Problem details
Your reply should consist solely of the lines from the start of the material below through the line containing "Target: football player in orange jersey", reproduced exactly.

Records for the task
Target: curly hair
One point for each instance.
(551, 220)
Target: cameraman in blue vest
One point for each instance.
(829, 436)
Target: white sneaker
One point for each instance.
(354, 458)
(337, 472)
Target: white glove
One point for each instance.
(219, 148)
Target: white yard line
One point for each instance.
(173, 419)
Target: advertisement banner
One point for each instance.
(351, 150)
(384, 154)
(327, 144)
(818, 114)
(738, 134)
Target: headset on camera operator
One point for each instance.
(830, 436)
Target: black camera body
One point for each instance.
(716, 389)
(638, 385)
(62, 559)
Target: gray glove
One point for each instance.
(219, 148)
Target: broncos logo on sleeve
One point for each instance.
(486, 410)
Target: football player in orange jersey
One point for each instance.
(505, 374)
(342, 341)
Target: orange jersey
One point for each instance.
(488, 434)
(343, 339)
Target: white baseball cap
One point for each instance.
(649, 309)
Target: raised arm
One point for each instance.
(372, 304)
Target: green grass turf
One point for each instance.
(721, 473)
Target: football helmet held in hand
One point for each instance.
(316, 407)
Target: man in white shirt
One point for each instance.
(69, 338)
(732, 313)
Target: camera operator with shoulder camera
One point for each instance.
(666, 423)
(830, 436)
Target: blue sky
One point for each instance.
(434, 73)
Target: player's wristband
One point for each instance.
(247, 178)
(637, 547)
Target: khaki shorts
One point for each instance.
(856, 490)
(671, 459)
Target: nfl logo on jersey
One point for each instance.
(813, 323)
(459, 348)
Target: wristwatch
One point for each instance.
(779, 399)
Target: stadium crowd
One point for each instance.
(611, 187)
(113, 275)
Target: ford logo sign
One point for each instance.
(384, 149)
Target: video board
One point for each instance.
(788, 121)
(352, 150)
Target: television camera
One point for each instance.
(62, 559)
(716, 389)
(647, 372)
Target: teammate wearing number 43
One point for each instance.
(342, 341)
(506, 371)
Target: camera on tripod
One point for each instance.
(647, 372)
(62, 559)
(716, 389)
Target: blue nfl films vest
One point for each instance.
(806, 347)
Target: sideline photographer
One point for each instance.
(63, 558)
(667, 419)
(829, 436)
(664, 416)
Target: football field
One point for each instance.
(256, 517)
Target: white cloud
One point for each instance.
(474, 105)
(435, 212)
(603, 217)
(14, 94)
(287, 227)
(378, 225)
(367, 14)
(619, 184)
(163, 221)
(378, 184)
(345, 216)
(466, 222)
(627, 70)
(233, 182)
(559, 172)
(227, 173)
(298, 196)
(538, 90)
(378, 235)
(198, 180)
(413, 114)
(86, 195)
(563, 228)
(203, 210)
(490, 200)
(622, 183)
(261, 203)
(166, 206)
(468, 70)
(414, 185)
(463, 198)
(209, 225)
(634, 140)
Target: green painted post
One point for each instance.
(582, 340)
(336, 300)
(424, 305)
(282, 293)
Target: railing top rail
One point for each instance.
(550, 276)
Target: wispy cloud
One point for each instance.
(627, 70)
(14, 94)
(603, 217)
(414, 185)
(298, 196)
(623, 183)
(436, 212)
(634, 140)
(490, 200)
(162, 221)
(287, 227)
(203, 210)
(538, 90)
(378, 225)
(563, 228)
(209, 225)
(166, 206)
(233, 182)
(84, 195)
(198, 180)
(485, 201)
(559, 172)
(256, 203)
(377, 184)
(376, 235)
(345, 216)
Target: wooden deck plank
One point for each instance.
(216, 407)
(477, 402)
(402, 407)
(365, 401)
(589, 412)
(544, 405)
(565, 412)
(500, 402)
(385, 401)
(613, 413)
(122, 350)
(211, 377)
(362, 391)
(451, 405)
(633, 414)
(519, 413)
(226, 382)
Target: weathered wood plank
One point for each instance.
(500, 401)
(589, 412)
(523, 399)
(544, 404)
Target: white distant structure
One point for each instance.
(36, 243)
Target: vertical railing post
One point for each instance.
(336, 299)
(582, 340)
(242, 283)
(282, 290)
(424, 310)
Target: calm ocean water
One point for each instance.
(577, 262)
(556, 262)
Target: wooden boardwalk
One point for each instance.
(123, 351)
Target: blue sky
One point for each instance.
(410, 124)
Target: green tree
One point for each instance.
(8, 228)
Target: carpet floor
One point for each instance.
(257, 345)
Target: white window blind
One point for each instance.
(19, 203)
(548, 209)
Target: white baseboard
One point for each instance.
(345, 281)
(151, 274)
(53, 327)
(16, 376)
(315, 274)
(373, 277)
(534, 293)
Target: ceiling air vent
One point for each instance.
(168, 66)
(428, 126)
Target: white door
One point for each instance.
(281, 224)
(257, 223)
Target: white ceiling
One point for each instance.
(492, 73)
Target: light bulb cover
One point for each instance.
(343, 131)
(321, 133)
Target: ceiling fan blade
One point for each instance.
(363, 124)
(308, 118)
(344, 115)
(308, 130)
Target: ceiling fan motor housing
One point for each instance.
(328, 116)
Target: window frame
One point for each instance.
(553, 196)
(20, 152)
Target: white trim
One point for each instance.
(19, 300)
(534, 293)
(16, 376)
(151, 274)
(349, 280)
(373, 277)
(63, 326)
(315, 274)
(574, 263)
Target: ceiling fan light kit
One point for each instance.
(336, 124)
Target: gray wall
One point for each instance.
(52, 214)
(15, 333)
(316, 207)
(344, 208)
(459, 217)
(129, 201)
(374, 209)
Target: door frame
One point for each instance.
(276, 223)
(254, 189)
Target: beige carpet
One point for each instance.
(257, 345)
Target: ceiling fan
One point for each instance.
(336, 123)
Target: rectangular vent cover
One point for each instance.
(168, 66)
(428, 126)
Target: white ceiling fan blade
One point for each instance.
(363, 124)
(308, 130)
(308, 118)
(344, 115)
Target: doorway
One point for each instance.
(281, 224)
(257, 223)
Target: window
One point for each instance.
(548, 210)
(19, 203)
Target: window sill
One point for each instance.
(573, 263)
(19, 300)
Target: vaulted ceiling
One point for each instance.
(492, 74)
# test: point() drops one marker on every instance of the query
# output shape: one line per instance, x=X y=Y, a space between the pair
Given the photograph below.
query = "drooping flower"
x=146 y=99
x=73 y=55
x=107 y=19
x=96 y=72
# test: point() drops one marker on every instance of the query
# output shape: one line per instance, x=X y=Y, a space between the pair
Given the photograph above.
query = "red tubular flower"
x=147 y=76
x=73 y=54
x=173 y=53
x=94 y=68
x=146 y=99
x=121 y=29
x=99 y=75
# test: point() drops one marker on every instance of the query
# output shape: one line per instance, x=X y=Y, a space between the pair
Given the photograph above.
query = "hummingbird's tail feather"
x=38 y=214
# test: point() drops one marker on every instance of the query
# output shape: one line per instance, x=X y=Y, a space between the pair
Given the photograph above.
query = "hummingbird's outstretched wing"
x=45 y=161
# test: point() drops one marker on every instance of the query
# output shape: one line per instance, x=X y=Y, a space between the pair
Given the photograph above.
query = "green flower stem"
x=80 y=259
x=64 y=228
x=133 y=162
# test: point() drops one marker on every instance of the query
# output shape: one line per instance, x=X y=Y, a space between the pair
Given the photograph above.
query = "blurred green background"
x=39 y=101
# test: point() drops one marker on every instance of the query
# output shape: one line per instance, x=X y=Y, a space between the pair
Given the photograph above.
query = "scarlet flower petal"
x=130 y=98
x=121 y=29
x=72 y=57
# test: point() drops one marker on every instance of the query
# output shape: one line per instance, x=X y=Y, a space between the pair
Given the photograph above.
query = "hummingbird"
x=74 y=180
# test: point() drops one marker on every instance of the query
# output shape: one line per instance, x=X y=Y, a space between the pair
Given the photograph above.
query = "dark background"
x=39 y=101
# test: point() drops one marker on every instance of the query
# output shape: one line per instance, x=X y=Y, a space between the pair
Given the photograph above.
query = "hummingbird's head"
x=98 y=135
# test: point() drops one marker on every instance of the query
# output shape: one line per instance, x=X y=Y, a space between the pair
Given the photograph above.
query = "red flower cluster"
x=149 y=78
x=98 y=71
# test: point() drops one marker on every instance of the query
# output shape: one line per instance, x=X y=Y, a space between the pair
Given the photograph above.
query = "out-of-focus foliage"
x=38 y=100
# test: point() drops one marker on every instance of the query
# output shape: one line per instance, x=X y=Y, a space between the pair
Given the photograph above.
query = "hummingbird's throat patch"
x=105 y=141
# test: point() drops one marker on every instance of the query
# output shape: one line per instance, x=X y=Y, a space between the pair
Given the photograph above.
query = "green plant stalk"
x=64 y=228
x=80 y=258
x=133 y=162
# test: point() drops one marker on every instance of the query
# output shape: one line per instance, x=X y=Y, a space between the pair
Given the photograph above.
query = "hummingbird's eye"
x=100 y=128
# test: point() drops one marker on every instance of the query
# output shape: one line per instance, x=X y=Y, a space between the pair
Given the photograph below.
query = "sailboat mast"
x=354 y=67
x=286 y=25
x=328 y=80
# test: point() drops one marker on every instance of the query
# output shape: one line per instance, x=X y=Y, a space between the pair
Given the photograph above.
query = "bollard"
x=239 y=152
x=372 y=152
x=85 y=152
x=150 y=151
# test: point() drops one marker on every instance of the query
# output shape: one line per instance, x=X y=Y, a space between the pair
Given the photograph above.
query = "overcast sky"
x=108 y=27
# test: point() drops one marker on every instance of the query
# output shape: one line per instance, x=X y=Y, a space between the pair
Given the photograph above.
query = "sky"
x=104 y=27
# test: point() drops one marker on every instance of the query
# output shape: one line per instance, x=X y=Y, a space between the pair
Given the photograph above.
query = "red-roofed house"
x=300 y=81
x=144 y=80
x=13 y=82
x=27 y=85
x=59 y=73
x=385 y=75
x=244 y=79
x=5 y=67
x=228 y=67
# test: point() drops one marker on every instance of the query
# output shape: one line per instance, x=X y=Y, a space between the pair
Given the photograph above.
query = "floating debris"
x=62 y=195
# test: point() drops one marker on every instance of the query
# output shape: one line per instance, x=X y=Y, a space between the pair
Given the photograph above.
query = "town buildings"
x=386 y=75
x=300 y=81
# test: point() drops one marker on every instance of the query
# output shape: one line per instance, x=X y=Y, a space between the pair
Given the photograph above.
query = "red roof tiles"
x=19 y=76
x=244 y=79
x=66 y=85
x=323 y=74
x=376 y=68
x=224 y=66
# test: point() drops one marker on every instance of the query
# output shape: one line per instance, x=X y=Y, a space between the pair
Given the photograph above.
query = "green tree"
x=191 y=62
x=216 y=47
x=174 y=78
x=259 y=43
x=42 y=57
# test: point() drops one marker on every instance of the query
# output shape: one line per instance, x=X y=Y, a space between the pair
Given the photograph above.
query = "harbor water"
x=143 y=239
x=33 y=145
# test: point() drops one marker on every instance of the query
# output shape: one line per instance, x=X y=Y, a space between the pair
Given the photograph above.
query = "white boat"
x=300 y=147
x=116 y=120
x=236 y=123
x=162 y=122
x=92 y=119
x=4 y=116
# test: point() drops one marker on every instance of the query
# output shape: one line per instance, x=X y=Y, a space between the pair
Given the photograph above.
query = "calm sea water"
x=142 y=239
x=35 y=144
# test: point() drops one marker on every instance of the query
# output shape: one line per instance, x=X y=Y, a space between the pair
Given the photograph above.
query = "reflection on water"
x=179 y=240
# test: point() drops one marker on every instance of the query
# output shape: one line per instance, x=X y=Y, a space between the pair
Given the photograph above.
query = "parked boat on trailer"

Written solution
Target: curly hair
One point for each instance.
(551, 220)
Target: cameraman in blue vest
One point for each instance.
(829, 436)
Target: white sneaker
One point for each instance.
(354, 458)
(337, 472)
Target: white glove
One point for each instance.
(219, 148)
Target: white yard line
One point for each instance.
(173, 419)
Target: advertisement banner
One point for each instance.
(351, 150)
(384, 154)
(327, 144)
(818, 114)
(738, 134)
Target: headset on camera operator
One point for each instance.
(830, 436)
Target: black camera body
One point for each instance.
(716, 389)
(638, 385)
(62, 559)
Target: gray glove
One point for each instance.
(219, 148)
Target: broncos logo on sleeve
One point for each instance.
(486, 410)
Target: football player in orange jersey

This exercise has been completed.